Supplied text –
::::::::::

Project uses laser sensing to measure gas turbine emissions

A project is aiming to improve the measurement of gas turbine emissions using remote laser sensing.

The four-year, £2.7m FLITES (Fibre-Laser Imaging of gas Turbine Exhaust Species) project is an academic and industrial research collaboration led by Southampton University’s Optoelectronics Research Centre (ORC) and Rolls-Royce.

The goal is to better understand the combustion process, especially in light of the increased useage of bio-derived fuel mixes in the aviation industry, with a view to cutting overall emissions.

There is also a need to improve methods currently used to monitor and diagnose jet engines, as ORC’s Prof Johan Nilsson explained to The Engineer.

‘At the moment the way this is measured — for things [such as] soot — is essentially you stick hoses through the jet plume, collect exhaust coming out and pass it through some sort of filter. It takes a lot of time and you don’t get a lot of data — not much has been done in terms of advancing the state of the art.’

Measurement will initially focus on soot, unburned hydrocarbons, carbon dioxide and nitrogen oxide. This will require an infrared laser array with different spectral characteristics for each of the four emission species.

::::::::::

Data listing –
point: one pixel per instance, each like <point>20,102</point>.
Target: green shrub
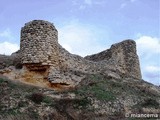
<point>150,103</point>
<point>82,103</point>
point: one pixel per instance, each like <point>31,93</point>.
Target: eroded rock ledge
<point>46,63</point>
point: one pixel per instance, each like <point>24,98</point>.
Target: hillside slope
<point>97,97</point>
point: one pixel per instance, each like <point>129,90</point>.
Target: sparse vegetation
<point>28,99</point>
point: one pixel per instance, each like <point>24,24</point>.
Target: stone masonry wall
<point>39,40</point>
<point>39,48</point>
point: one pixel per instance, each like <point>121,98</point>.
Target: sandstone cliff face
<point>45,61</point>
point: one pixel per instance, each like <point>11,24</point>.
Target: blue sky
<point>90,26</point>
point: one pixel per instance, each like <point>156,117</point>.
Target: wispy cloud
<point>80,39</point>
<point>6,34</point>
<point>8,48</point>
<point>81,5</point>
<point>149,53</point>
<point>88,2</point>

::::::::::

What this exercise asks –
a - Do these statements agree with the gas turbine emissions article? Answer yes or no for each and quote the article's deciding words. (i) The FLITES project is planned to run for four years. (ii) Measurement will initially focus on sulfur dioxide. (iii) The project is led by Southampton University's Optoelectronics Research Centre and Rolls-Royce.
b - Could you write out everything in the gas turbine emissions article from "Measurement will initially" down to "four emission species."?
c - How would the gas turbine emissions article go on after its last sentence? Write what comes next.
The data are unrelated to the article on measuring gas turbine emissions.

Task results –
a -
(i) Yes: "The four-year, £2.7m FLITES (Fibre-Laser Imaging of gas Turbine Exhaust Species) project"
(ii) No: "Measurement will initially focus on soot, unburned hydrocarbons, carbon dioxide and nitrogen oxide."
(iii) Yes: "led by Southampton University’s Optoelectronics Research Centre (ORC) and Rolls-Royce"

b -
Measurement will initially focus on soot, unburned hydrocarbons, carbon dioxide and nitrogen oxide. This will require an infrared laser array with different spectral characteristics for each of the four emission species.

c -
‘We would measure the fractional light that gets through the plume to the detector on the other side,’ Nilsson said.

‘If you do this in a lot of different paths through the plume then you can use tomographic techniques and essentially know everything about that cross-section of the plume.’

In theory, Nilsson said this two-dimensional section could also be extended along the length of plume to obtain a three-dimensional map akin to imaging ’slice’ scans done in hospitals — although that will be beyond the scope of the four-year project.

‘In principle it’s an easier set-up because you don’t have to stick anything physical in the plume, it’s a quicker measurement and you get much more data,’ Nilsson said.

Some of the laser technologies are already established in areas such as environmental particle assesment, while others will need further development and refinement.

‘This is something you could imagine having at airports as well, you don’t necessarily have to put your engine in a rig to do this, so you could have something on a truck that you drive up behind the engine as part of your regular maintenance,’ Nilsson said.

Other project partners include the universities of Manchester and Strathclyde with Shell, Covesion, Fianium and OptoSci.